**Required task a**
In the passage about Enron's international division, what return on equity did Skilling's in-house accountant find Mark's business earning?

**Document section**

Still, Skilling had one final item on his agenda before the international assets went away. He was determined to show the board, once and for all, what a dis-
mal failure Mark had been as the head of International. The Arabs might value EI at over $7 billion, but he wanted Enron’s directors to understand that the assets weren’t worth anything close to that amount. That summer, Skilling assigned an in-house accountant the task of evaluating the International division, and he personally supervised the work. The analysis the accountant came up with showed that Mark’s business was earning a mere 2 percent return on equity—a pathetic amount, given the capital Enron had expended and the risks it had taken. And that didn’t even include the huge potential liabilities associated with some projects, such as Enron’s guarantees of debt.

When Mark learned what Skilling was up to, she promptly got her own numbers cruncher, who sat down the hall from Skilling’s accountant, to work up a competing set of numbers. Mark’s analysis showed, not surprisingly, that the international business had been a success, producing over $1 billion of cash and earnings and making a 12 percent compound annual return over its history.

It is astonishing, of course, that two high-ranking executives, working for the same company, sitting on the same board, and evaluating the same business,
could come to such wildly varying conclusions. It spoke volumes about the murkiness of Enron’s numbers, about the way this company viewed earnings and margins and all the other financial benchmarks by which we gauge American corporations. It also said a great deal about the inability of top executives at Enron to work together or even communicate. Everything was perception; nothing was real.

“Figures lie, liars figure,” says one of the accountants who worked on the analysis. He adds that “if it had been Skilling that was being measured, he would have found a way to show a 20 percent return.” Yet the accountant went on to note an even more astonishing fact: viewed through their respective prisms, they were probably both right. Skilling evaluated the international assets based on what they’d cost, how much they were earning at that moment in time, and what the market value was. He didn’t include any of Andy Fastow’s funny business: the accounting structures that were designed to book earnings from the international assets. On that basis, the returns were unacceptably low.

But as Mark never tired of pointing out, there
was
funny business, lots of it. Enron played the same accounting games with its international assets as it did with every other part of the business. Over and over again, Enron had monetized its power plants and other overseas projects, either through securitizations or by selling stakes in them to one of its many off-balance-sheet partnerships, including LJM, then booking the sale to its bottom line. Her analysis included some of these profits.

Although the company didn’t break out International when it reported its earnings, both Lay and Mark used to boast about the division’s importance to the company’s bottom line. In 1997, according to one internal analysis, Enron booked $152 million in international earnings; the following year, earnings rose to $246 million. But those numbers didn’t reflect ongoing profits; rather they were a case of stealing from the future. Because of these financing techniques, Mark’s assets did bring cash into Enron, cash that her loyalists say was plowed into the enchiladas like EES and broadband. Her assets, she bitterly told one friend, “were just cannon fodder to feed the machine.”

**Given entries**
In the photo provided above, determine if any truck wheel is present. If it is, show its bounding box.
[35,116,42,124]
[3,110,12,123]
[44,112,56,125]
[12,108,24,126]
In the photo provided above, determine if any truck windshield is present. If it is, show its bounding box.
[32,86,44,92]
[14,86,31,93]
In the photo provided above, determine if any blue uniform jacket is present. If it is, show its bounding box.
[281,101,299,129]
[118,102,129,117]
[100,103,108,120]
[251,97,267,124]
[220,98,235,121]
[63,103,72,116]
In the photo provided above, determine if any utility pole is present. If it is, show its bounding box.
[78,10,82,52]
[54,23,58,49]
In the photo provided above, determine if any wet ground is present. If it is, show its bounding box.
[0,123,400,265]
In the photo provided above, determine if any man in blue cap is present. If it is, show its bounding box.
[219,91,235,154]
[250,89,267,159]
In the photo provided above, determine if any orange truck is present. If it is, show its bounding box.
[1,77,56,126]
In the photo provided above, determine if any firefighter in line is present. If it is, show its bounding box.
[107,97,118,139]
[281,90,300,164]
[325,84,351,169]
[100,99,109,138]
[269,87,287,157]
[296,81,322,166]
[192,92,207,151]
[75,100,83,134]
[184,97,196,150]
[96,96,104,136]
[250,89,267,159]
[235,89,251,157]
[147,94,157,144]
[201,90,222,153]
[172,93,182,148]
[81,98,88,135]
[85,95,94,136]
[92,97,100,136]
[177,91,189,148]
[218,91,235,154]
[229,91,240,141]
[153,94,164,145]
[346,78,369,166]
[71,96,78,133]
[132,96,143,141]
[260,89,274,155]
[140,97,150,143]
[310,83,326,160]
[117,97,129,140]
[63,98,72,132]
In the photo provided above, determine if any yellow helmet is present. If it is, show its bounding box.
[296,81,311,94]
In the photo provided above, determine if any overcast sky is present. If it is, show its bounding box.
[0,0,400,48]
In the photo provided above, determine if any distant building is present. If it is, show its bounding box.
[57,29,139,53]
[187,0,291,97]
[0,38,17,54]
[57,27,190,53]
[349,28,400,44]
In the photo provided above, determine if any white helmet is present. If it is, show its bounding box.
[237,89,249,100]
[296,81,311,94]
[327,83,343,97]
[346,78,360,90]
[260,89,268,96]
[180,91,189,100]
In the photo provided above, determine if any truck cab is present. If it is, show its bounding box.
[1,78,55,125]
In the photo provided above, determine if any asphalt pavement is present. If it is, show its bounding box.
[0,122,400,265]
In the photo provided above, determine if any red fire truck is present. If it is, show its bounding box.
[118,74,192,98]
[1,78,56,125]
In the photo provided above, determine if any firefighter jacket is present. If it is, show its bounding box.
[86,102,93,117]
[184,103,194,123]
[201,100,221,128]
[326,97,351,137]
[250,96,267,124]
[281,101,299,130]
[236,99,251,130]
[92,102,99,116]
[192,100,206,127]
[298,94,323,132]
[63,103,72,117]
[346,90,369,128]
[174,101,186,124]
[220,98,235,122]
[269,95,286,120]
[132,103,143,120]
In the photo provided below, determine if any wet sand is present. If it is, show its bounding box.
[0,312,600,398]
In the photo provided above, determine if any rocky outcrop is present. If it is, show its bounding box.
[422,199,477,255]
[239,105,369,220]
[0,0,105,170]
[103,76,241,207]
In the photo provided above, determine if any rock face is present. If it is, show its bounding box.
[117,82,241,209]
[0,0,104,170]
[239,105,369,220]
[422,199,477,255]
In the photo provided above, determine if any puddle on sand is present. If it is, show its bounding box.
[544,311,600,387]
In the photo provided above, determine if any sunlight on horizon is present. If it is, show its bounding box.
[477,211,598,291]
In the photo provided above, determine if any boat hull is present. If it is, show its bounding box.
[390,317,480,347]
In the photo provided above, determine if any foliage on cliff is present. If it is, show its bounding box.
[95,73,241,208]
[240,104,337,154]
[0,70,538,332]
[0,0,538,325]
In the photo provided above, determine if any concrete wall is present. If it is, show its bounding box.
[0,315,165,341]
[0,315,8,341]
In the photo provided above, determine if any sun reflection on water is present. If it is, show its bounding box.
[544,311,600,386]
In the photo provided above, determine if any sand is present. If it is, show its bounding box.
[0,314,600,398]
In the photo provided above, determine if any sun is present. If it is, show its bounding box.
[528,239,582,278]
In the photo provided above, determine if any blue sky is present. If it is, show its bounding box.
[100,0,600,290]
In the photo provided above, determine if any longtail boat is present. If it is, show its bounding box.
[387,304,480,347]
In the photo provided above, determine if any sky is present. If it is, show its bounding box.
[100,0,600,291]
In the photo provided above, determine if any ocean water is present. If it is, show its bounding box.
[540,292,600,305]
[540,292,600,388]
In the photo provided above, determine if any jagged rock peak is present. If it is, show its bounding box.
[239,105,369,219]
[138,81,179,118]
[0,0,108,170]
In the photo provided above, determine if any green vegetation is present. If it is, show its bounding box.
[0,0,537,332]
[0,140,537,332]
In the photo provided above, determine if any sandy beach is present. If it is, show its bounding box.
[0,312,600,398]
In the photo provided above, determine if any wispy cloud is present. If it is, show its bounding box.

**Required task b**
Reproduce the records without any change, starting with the line containing "In the photo provided above, determine if any white" and going on through the line containing "[0,0,538,325]".

**Complete output a**
A mere 2 percent return on equity.

**Complete output b**
In the photo provided above, determine if any white helmet is present. If it is, show its bounding box.
[237,89,249,100]
[296,81,311,94]
[327,83,343,97]
[346,78,360,90]
[260,89,268,96]
[180,91,189,100]
In the photo provided above, determine if any truck cab is present. If it is, show its bounding box.
[1,78,55,125]
In the photo provided above, determine if any asphalt pavement is present. If it is, show its bounding box.
[0,122,400,265]
In the photo provided above, determine if any red fire truck is present. If it is, show its bounding box.
[118,74,192,98]
[1,78,56,125]
In the photo provided above, determine if any firefighter jacket is present. If it is, show its bounding box.
[86,102,93,117]
[184,103,194,123]
[201,100,221,128]
[326,97,351,137]
[250,96,267,124]
[281,101,299,130]
[236,99,251,130]
[92,102,99,116]
[192,100,206,127]
[298,94,323,132]
[63,103,72,117]
[346,90,369,128]
[174,101,186,124]
[220,98,235,122]
[269,95,286,120]
[132,103,143,120]
In the photo provided below, determine if any wet sand is present. If it is, show its bounding box.
[0,312,600,398]
In the photo provided above, determine if any rocky outcrop is present. If it is, show its bounding box.
[422,199,477,255]
[239,105,369,220]
[0,0,105,170]
[103,76,241,207]
In the photo provided above, determine if any rock face is present. If it is, show its bounding box.
[117,82,241,209]
[0,0,104,170]
[239,105,369,220]
[422,199,477,255]
In the photo provided above, determine if any puddle on sand is present. If it is, show its bounding box.
[544,311,600,387]
In the photo provided above, determine if any sunlight on horizon is present. If it is, show its bounding box.
[477,211,598,291]
In the photo provided above, determine if any boat hull is present. If it is, show its bounding box.
[390,317,480,347]
In the photo provided above, determine if any foliage on cliff is present. If it is, show its bounding box.
[95,73,241,208]
[240,104,337,154]
[0,70,538,332]
[0,0,538,325]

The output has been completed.